WHAT TO PRODUCE »
Reproduce, word for word, the portion of the brass concerts article from "More From the" to "heard Nov. 24.".
--- start of PASSAGE PROVIDED ---
More From the Brass Section

Trombones and Trumpets sound off Nov. 10, 12 and Dec. 3; the whole Wind Ensemble performs Nov. 24.

                                                                                                                                             Photos by Candace Kaw | CoTA

By Barbara Melendez

USF News

TAMPA, Fla. (Nov. 7, 2013) – If you missed the USF Tuba-Euphonium Ensemble last weekend there are still three more chances to be blown away by USF’s brass performers. Two USF Trombone Day performances take place Nov. 10 and one USF Trumpet Day concert Nov. 12. A second chance to hear the USF Trombone Ensembles comes Dec. 3, all in Barness Recital Hall. And all the brass wind instruments can be heard Nov. 24.

The trombones get the spotlight Nov. 10 and again Dec. 3. Now in its fourth year, this annual finale trombone concert will feature the USF Trombone Octet, USF Trombone Band with soloist Jerald Shynett, visiting from the University of North Carolina Wilmington, as well as other USF Trombone Ensembles.
--- end of PASSAGE PROVIDED ---
--- start of INFORMATION SHOWN ---
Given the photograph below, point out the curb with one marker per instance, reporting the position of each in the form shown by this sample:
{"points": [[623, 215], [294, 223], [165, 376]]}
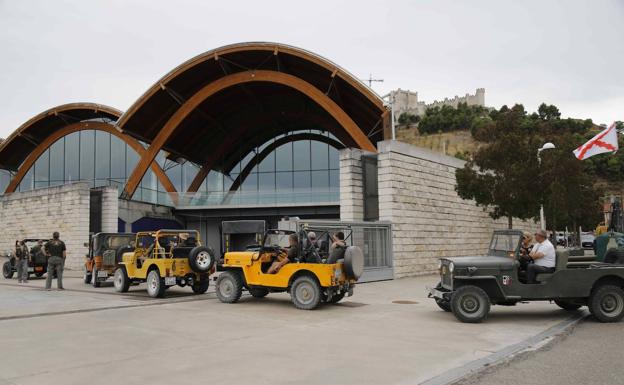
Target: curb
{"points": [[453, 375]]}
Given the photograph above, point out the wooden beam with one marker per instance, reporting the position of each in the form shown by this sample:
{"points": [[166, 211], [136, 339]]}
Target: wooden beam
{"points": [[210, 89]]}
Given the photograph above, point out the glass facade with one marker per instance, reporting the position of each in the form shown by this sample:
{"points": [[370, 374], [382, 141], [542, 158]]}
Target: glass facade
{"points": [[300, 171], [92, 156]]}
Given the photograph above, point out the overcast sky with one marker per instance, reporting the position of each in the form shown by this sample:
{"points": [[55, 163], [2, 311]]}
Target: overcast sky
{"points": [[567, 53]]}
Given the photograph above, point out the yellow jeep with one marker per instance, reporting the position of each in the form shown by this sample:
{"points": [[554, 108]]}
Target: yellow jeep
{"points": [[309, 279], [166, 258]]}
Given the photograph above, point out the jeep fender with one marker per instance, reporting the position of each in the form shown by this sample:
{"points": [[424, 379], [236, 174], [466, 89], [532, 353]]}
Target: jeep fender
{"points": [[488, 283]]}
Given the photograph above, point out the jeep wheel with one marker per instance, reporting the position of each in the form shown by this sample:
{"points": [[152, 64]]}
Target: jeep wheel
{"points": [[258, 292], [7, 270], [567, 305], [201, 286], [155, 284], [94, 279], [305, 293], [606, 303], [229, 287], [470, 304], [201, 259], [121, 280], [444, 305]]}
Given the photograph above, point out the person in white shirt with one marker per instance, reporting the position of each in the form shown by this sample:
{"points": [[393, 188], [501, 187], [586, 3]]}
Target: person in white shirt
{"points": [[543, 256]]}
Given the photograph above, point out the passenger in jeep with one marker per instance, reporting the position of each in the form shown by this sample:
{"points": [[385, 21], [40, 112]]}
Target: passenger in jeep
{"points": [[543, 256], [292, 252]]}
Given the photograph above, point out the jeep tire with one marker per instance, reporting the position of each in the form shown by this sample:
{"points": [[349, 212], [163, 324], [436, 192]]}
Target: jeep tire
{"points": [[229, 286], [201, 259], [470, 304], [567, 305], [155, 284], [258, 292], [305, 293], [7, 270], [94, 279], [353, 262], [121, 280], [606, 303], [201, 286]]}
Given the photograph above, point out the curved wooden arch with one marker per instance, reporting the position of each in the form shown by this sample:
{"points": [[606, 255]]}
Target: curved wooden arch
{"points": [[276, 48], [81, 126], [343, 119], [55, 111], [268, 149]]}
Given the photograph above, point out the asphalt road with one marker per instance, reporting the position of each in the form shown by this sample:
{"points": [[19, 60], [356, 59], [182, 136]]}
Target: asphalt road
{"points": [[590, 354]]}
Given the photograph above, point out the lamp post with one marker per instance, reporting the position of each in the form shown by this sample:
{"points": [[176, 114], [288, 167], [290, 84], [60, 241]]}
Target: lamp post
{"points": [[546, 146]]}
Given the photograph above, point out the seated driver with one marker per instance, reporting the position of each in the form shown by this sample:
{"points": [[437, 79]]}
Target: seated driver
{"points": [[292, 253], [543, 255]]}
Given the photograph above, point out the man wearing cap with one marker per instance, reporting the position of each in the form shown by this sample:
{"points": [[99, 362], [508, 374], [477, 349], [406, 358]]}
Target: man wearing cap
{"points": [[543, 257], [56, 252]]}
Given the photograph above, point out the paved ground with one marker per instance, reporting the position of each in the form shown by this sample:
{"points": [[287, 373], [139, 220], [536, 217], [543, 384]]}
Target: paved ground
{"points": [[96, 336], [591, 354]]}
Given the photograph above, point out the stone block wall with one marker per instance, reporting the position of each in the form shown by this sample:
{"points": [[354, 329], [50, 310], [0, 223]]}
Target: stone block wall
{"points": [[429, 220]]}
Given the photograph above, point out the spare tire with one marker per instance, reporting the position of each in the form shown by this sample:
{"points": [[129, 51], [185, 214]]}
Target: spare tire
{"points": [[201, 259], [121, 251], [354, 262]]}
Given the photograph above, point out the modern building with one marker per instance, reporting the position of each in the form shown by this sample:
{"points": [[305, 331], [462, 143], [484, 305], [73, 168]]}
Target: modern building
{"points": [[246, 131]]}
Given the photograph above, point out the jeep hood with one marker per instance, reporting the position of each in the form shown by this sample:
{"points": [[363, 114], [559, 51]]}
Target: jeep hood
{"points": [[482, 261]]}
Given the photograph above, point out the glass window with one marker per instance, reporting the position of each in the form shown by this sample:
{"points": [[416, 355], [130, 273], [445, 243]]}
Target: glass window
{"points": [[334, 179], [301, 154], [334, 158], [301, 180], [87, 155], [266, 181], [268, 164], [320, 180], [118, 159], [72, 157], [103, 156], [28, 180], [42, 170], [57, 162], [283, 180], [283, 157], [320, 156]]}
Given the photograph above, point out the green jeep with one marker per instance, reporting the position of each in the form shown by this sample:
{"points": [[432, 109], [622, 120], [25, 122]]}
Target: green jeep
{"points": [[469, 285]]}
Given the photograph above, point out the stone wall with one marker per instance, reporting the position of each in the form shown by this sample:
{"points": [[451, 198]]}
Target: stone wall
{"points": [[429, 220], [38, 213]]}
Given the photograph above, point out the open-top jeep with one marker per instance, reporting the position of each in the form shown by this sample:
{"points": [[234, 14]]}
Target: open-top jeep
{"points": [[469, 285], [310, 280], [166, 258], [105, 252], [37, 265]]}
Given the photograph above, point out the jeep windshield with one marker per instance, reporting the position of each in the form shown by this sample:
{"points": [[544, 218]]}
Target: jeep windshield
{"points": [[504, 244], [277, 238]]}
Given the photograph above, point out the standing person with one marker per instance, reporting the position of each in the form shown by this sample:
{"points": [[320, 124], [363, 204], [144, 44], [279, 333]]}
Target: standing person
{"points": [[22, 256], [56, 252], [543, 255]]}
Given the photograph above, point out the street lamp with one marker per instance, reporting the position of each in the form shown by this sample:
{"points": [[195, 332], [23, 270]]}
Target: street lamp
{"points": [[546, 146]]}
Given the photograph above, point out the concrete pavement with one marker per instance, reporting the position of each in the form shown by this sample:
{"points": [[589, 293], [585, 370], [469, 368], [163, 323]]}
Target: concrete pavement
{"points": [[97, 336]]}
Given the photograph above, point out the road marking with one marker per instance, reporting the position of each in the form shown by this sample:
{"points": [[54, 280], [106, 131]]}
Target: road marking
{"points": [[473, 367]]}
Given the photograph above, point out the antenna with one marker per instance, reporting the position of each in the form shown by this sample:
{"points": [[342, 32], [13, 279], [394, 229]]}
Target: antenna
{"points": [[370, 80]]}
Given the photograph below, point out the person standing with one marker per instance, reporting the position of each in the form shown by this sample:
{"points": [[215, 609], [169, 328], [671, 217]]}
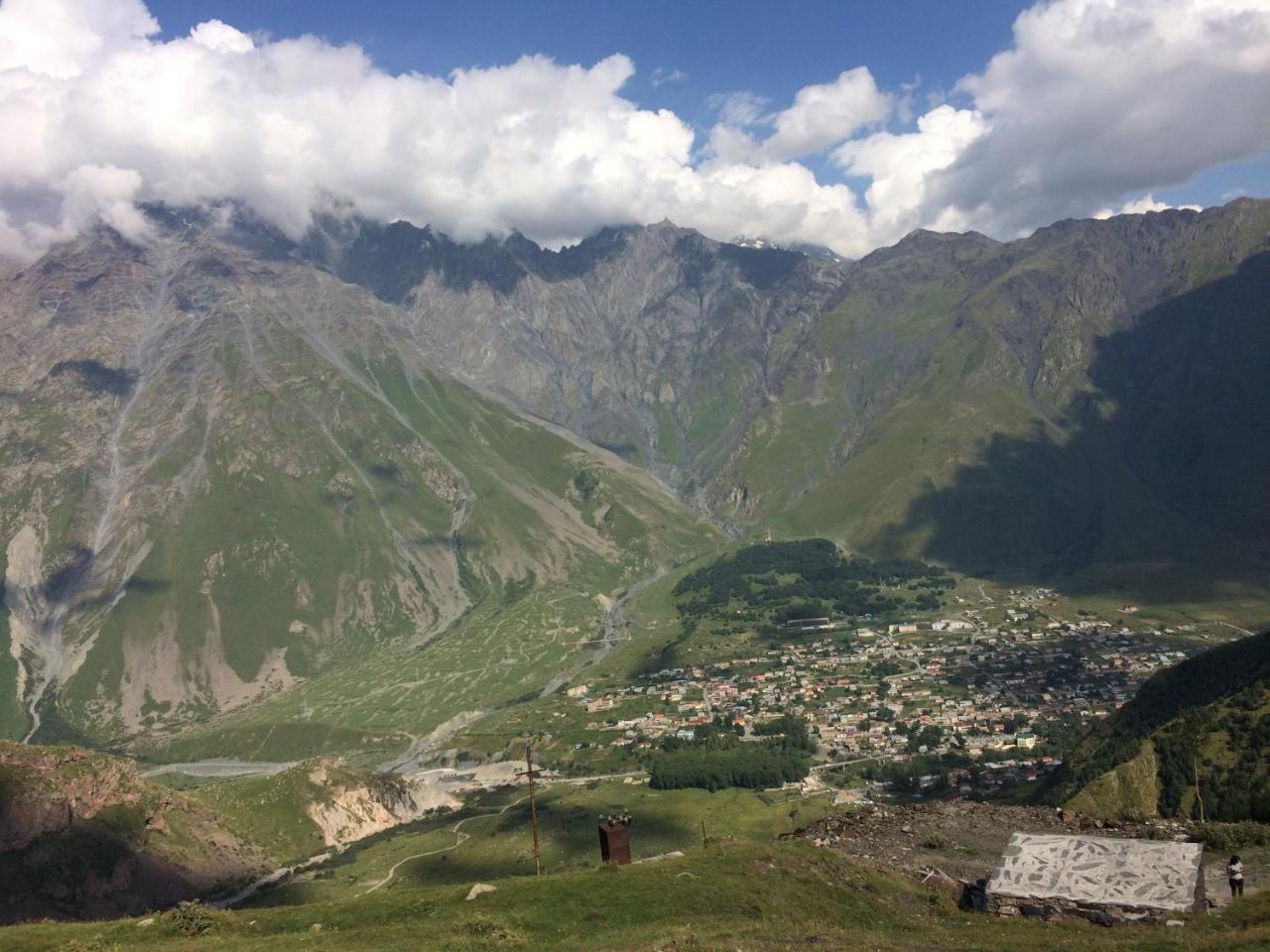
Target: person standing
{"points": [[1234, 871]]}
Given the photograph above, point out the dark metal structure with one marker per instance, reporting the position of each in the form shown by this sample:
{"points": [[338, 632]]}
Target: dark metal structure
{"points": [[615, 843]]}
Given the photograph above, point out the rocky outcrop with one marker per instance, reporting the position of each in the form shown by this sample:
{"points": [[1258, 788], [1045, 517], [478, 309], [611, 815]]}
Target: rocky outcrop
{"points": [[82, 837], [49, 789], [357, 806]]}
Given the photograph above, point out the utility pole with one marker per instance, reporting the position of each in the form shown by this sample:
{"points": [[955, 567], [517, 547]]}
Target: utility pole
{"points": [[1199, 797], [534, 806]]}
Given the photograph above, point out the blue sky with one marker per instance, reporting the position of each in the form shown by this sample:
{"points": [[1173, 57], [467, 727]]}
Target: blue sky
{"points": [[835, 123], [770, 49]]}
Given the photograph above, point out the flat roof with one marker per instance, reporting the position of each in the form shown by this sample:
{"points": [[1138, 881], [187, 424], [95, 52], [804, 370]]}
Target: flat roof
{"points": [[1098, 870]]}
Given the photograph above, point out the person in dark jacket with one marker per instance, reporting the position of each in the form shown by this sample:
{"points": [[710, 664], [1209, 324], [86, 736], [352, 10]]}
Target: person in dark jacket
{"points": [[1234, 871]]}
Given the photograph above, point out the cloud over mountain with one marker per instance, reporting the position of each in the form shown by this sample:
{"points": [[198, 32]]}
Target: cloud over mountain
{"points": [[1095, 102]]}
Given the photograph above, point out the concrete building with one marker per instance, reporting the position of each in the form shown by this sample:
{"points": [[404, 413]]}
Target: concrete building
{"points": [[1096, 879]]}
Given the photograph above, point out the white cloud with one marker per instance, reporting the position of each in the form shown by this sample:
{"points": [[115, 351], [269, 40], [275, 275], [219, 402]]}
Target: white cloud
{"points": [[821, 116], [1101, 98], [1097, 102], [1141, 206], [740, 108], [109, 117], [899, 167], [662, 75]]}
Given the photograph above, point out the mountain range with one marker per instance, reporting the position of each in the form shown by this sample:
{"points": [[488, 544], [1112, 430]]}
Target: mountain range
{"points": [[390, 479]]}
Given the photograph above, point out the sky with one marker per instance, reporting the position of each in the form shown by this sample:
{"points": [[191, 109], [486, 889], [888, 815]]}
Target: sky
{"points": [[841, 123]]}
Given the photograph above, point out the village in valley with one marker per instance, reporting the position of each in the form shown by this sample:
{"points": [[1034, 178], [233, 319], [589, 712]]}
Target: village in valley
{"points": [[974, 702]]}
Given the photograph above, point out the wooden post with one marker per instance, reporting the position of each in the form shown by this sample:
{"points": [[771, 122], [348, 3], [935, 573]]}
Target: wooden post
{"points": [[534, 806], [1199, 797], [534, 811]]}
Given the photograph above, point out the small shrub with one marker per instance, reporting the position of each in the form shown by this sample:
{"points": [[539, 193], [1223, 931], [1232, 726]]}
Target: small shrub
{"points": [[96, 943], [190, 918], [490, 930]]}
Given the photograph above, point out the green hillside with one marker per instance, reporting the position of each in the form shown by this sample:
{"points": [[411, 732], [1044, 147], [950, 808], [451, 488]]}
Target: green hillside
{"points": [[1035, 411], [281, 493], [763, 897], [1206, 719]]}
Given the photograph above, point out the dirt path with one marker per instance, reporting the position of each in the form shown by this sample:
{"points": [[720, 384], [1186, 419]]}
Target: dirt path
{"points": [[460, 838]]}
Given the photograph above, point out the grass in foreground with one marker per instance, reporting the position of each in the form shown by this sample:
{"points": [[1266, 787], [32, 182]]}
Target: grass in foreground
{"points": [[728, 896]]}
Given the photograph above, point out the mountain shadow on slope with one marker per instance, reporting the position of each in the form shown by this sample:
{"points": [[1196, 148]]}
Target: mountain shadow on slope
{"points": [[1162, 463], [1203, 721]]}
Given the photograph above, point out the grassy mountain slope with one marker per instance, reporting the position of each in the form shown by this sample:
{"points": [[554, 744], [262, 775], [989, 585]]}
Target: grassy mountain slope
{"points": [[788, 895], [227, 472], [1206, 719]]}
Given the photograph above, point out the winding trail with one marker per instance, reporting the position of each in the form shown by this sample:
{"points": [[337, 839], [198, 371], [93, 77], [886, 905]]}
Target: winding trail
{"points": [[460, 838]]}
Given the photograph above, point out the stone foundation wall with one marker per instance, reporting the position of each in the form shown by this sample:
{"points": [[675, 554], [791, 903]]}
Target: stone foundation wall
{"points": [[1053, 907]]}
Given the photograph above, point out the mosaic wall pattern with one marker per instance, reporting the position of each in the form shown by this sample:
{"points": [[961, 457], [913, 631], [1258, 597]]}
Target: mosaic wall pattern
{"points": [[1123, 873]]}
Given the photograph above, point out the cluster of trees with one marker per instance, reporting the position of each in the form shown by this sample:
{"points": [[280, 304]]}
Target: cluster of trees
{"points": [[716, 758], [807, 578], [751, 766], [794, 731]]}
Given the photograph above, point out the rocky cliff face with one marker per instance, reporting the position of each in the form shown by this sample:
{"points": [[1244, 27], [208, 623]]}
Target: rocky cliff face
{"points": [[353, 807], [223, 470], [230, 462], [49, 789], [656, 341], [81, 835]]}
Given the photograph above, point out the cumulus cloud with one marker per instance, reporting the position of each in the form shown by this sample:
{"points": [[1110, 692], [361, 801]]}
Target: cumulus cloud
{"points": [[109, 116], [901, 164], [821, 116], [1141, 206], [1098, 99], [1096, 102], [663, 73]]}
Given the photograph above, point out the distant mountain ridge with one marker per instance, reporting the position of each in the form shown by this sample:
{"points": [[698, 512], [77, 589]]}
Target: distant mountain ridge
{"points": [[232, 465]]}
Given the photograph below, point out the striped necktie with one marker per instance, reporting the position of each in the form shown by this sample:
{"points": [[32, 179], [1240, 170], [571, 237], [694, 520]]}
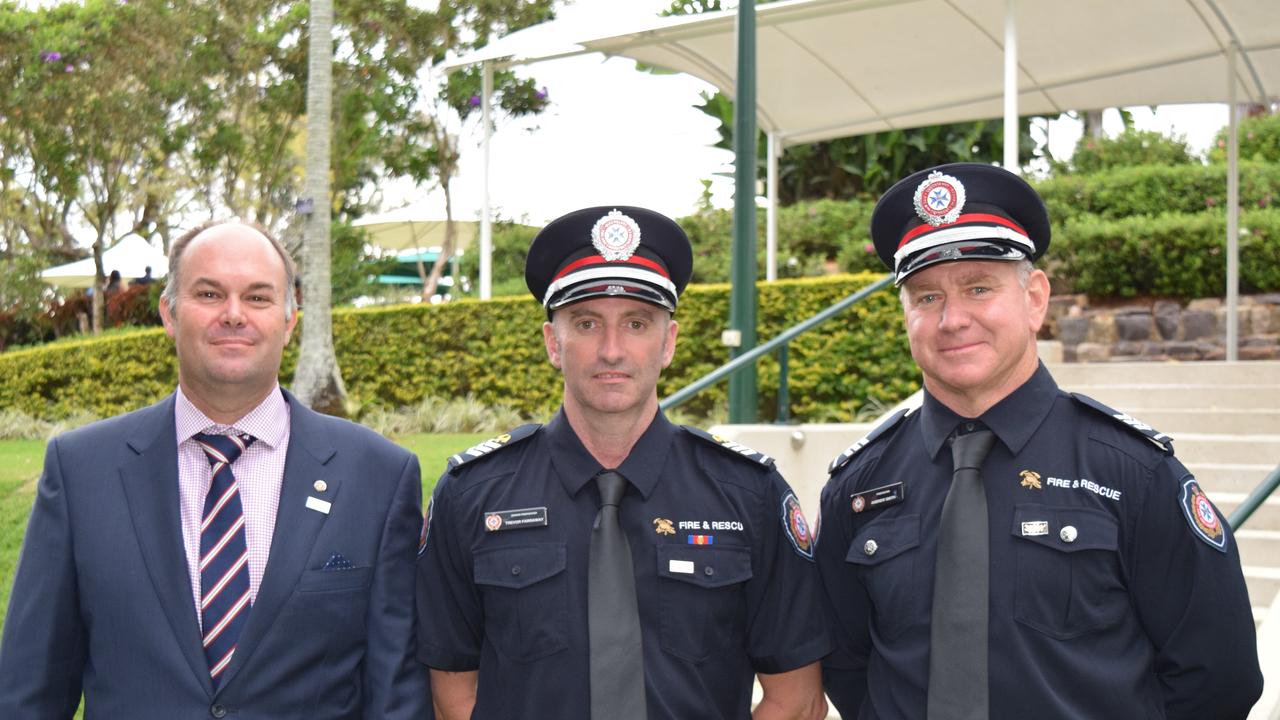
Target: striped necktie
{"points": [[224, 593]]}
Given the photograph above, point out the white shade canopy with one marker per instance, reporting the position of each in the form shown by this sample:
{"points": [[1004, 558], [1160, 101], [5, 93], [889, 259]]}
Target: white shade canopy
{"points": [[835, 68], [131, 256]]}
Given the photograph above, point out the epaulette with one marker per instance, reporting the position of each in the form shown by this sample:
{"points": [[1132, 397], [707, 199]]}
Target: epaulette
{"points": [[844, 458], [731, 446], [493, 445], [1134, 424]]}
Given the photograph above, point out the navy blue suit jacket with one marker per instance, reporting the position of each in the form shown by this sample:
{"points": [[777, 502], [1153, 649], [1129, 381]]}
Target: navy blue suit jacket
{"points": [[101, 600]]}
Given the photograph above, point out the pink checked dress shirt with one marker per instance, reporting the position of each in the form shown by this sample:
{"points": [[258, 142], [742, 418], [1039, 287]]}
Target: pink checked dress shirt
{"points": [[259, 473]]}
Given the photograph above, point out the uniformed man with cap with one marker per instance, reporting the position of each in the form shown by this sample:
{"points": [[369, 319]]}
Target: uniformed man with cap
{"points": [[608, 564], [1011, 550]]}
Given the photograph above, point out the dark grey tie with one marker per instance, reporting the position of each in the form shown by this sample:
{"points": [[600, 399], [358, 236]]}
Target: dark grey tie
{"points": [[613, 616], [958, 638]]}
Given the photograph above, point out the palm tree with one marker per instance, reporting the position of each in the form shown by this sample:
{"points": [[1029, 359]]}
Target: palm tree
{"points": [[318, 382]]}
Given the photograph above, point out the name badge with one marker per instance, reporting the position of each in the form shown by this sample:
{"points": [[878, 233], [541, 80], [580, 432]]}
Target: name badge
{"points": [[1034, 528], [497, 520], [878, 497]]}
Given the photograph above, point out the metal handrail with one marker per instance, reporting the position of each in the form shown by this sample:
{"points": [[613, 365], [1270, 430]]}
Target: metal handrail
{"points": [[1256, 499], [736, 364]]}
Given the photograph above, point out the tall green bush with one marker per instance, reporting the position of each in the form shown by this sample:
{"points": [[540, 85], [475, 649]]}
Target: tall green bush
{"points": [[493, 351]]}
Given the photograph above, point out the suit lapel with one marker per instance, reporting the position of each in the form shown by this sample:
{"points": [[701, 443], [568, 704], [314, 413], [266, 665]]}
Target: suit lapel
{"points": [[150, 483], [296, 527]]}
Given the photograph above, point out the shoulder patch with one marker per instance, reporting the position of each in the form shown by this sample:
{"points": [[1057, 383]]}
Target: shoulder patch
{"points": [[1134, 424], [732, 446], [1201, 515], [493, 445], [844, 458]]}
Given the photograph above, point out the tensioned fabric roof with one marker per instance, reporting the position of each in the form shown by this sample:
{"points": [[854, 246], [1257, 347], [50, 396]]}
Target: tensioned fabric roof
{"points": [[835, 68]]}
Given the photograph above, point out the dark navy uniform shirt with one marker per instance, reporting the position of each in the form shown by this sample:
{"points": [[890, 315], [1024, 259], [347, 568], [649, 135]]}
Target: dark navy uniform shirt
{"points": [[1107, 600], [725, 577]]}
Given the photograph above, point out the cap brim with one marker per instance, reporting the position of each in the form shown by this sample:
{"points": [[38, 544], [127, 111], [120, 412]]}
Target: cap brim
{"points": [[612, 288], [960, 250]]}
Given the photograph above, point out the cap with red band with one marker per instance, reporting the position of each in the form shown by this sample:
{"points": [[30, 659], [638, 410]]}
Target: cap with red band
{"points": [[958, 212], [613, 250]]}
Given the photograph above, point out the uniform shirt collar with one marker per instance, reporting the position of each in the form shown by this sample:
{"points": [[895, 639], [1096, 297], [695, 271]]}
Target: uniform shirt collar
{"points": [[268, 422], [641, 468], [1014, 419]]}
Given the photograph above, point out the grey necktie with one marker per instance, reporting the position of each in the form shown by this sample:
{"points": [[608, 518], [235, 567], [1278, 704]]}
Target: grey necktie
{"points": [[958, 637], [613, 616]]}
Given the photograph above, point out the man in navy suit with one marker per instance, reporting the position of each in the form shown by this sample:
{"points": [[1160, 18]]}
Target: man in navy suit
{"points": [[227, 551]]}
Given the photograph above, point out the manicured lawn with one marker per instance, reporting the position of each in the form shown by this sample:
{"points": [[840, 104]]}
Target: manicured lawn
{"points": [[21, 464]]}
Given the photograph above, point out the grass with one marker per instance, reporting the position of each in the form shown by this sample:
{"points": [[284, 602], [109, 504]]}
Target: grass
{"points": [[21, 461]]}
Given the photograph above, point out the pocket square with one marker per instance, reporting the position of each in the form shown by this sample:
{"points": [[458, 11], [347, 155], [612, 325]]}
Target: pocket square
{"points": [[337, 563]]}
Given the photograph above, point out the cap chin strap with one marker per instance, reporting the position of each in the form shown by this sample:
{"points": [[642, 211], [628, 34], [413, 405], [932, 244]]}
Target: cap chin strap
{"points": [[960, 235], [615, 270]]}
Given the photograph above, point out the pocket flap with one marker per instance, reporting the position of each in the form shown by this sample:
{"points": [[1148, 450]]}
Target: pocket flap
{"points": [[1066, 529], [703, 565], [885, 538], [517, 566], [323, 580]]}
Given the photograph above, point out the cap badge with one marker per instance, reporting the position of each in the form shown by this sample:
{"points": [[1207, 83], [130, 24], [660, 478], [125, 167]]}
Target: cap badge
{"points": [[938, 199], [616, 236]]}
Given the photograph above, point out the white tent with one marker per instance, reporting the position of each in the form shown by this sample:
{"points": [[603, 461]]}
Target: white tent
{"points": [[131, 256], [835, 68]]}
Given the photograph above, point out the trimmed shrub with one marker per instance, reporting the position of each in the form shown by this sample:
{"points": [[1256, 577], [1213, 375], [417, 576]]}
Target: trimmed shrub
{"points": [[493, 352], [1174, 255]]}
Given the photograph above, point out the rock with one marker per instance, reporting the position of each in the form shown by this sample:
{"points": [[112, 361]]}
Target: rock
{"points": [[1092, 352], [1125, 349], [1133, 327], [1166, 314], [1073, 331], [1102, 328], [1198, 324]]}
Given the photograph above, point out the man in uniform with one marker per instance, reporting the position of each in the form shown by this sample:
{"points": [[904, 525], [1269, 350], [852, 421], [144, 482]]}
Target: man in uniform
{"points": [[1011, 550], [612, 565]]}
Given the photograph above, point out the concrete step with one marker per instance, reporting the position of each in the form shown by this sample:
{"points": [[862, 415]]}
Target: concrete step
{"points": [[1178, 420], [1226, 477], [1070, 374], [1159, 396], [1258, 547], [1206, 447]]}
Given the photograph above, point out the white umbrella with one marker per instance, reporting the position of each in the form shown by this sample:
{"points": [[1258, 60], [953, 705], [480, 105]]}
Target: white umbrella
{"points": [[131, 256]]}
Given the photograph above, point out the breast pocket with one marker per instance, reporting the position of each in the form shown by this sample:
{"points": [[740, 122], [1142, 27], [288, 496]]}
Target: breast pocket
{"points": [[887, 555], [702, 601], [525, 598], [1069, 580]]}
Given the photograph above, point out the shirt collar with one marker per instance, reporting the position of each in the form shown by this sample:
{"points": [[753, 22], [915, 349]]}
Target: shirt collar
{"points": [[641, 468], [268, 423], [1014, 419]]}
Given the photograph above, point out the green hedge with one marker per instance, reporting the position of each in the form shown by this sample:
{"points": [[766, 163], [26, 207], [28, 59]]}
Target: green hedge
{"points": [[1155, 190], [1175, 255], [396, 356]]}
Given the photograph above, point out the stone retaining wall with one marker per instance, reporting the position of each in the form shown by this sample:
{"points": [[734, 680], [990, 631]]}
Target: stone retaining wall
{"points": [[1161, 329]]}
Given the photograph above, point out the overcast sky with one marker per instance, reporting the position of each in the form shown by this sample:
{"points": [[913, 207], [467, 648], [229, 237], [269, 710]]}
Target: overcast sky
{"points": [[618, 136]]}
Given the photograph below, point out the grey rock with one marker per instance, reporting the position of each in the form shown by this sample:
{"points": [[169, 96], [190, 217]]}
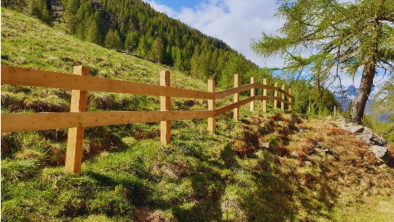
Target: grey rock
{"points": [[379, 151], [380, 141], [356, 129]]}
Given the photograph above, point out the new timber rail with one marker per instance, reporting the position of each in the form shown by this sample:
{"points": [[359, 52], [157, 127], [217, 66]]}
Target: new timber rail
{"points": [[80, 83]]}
--- end of INFORMATION SHOWN ---
ANSWER TO THE EXERCISE »
More From the Brass Section

Trombones and Trumpets sound off Nov. 10, 12 and Dec. 3; the whole Wind Ensemble performs Nov. 24.

                                                                                                                                             Photos by Candace Kaw | CoTA

By Barbara Melendez

USF News

TAMPA, Fla. (Nov. 7, 2013) – If you missed the USF Tuba-Euphonium Ensemble last weekend there are still three more chances to be blown away by USF’s brass performers. Two USF Trombone Day performances take place Nov. 10 and one USF Trumpet Day concert Nov. 12. A second chance to hear the USF Trombone Ensembles comes Dec. 3, all in Barness Recital Hall. And all the brass wind instruments can be heard Nov. 24.